* _Your goal_: Rewrite the records from the line containing "Place one keypoint on each instance of the wall" through the end, replacing "wall decor" with "wall art" and leaving everything else unchanged.

********************

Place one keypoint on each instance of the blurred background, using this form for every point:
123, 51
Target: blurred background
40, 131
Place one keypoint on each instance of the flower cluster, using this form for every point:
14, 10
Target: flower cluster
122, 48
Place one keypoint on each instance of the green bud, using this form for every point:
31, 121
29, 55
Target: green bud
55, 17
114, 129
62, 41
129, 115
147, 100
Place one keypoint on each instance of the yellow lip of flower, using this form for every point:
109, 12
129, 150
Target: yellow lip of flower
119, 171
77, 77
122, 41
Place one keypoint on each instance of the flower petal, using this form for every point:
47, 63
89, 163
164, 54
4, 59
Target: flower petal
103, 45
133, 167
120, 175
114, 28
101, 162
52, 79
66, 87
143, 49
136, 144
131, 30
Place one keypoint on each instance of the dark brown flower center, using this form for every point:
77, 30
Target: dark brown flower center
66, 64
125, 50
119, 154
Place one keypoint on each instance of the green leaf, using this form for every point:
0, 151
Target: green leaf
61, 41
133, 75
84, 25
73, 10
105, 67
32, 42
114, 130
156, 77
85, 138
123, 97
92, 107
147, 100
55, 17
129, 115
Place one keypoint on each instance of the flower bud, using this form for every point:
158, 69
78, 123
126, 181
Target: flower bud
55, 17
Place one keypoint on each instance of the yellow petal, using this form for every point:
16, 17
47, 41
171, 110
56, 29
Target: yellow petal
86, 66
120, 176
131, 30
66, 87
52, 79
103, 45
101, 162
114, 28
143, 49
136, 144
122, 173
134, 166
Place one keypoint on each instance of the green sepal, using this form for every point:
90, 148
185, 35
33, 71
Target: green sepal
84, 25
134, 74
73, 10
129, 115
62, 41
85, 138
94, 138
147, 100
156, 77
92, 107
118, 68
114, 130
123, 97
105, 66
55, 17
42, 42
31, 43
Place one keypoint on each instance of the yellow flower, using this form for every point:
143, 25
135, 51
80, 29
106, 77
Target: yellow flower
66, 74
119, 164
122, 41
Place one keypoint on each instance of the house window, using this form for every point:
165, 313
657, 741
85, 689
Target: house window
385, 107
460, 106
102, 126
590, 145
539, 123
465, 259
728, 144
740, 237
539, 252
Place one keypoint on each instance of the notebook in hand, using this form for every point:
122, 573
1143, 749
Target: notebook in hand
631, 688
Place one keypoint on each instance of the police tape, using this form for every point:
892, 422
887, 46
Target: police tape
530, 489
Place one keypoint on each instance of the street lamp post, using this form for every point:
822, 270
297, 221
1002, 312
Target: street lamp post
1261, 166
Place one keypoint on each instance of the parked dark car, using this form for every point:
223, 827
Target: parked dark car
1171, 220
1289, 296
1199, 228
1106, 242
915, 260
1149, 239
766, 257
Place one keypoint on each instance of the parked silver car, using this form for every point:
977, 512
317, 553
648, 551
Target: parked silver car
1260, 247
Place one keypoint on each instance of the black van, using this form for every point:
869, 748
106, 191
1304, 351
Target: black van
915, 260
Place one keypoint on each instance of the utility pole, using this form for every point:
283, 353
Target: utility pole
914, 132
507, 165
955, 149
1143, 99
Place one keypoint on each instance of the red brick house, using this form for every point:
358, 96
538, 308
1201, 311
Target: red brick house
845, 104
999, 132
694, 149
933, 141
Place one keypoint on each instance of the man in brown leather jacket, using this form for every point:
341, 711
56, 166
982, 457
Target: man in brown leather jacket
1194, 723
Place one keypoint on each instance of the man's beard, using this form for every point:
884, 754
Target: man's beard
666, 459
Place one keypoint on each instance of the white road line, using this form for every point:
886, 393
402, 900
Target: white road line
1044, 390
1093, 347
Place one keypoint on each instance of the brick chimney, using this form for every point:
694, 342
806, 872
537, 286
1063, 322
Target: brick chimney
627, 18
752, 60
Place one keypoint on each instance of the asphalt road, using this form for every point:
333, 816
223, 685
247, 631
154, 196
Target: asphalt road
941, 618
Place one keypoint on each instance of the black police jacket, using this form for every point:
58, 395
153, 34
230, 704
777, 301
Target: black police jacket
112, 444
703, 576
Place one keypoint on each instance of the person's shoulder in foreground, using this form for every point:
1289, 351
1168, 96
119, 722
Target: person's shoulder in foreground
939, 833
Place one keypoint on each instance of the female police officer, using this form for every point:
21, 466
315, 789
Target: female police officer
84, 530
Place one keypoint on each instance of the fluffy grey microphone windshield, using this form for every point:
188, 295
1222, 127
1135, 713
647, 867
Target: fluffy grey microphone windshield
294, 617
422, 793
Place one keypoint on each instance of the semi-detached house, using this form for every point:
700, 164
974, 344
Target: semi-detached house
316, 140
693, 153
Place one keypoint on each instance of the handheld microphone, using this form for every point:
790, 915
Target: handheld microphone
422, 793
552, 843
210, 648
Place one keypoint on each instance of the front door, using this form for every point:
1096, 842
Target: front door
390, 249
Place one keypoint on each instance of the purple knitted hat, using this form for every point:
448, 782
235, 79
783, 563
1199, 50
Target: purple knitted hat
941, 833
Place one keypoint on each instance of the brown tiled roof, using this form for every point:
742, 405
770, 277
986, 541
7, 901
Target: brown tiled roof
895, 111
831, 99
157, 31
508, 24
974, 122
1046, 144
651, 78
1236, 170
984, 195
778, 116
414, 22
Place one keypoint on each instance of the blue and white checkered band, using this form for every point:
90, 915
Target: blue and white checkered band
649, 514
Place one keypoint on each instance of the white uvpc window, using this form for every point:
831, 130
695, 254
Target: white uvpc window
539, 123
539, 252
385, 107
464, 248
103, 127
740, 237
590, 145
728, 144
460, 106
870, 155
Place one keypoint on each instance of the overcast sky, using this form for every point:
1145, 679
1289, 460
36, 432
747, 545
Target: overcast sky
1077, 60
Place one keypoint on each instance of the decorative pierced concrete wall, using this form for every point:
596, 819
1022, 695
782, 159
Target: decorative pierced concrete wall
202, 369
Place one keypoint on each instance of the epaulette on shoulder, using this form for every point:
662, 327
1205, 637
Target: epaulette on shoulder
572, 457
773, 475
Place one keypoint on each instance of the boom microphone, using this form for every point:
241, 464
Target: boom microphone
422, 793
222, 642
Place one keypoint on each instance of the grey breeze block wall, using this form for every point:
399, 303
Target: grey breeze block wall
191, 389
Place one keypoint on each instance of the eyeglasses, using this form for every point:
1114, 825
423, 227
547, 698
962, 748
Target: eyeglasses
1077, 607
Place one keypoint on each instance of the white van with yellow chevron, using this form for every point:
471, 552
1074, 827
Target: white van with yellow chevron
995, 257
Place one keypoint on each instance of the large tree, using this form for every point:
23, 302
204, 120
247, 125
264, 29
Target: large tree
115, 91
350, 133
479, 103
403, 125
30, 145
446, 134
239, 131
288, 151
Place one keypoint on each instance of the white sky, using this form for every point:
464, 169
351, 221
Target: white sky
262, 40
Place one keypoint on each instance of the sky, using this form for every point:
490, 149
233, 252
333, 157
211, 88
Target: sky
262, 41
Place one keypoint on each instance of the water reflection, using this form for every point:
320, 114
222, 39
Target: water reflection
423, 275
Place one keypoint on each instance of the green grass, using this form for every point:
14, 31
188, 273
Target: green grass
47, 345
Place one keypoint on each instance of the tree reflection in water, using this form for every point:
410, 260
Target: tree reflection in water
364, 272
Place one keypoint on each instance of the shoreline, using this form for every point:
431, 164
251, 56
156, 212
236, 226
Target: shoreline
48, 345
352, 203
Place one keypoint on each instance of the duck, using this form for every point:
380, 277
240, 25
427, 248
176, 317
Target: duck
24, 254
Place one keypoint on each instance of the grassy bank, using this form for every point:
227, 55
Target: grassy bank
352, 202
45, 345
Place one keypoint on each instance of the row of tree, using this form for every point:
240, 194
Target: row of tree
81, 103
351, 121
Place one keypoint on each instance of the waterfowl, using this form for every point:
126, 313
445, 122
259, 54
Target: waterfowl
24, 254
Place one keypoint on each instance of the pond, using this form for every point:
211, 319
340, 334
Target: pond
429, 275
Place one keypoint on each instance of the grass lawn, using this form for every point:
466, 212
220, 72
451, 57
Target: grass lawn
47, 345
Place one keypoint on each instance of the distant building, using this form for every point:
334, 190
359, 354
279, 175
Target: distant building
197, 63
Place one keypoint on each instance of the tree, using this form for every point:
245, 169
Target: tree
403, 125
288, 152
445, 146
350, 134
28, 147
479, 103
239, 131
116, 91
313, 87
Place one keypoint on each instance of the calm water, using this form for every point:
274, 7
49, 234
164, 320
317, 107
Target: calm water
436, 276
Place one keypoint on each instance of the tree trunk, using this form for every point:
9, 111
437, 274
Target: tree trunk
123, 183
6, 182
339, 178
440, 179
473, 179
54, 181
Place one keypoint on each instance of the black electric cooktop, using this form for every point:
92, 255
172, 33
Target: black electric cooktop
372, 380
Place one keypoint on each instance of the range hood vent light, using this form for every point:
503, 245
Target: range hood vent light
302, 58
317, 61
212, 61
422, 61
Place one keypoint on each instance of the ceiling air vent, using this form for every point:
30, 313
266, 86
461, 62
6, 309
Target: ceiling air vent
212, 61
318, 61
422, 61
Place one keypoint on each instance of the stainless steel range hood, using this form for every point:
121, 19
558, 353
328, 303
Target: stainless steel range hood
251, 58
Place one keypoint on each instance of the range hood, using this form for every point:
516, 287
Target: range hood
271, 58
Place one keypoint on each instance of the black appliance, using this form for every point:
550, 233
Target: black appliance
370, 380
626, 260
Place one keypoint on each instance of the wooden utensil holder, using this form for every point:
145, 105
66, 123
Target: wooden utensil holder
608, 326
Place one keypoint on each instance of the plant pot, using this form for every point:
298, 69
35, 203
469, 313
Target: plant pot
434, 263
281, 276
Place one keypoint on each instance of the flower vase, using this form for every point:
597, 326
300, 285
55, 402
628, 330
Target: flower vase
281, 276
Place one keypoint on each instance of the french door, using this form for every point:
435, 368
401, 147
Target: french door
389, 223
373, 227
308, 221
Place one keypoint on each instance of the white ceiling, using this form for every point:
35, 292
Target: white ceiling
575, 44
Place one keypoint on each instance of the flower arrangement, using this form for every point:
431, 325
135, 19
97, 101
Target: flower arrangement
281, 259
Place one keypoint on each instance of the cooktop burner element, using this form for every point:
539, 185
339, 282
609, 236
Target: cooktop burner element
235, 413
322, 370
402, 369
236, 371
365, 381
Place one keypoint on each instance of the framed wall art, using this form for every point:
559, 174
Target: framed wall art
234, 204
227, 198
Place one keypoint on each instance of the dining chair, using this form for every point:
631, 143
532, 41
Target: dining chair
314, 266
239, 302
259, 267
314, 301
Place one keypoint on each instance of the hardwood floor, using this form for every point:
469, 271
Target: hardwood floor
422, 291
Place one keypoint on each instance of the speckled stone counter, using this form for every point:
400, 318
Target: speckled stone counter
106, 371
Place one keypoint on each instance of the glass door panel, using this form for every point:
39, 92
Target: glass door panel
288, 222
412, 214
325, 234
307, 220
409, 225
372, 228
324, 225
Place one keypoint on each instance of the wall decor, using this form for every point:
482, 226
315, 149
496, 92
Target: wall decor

********************

* _Written answer_:
Place one keypoint on each instance of the wall art, using this form for every point:
482, 226
315, 149
496, 92
Target: wall art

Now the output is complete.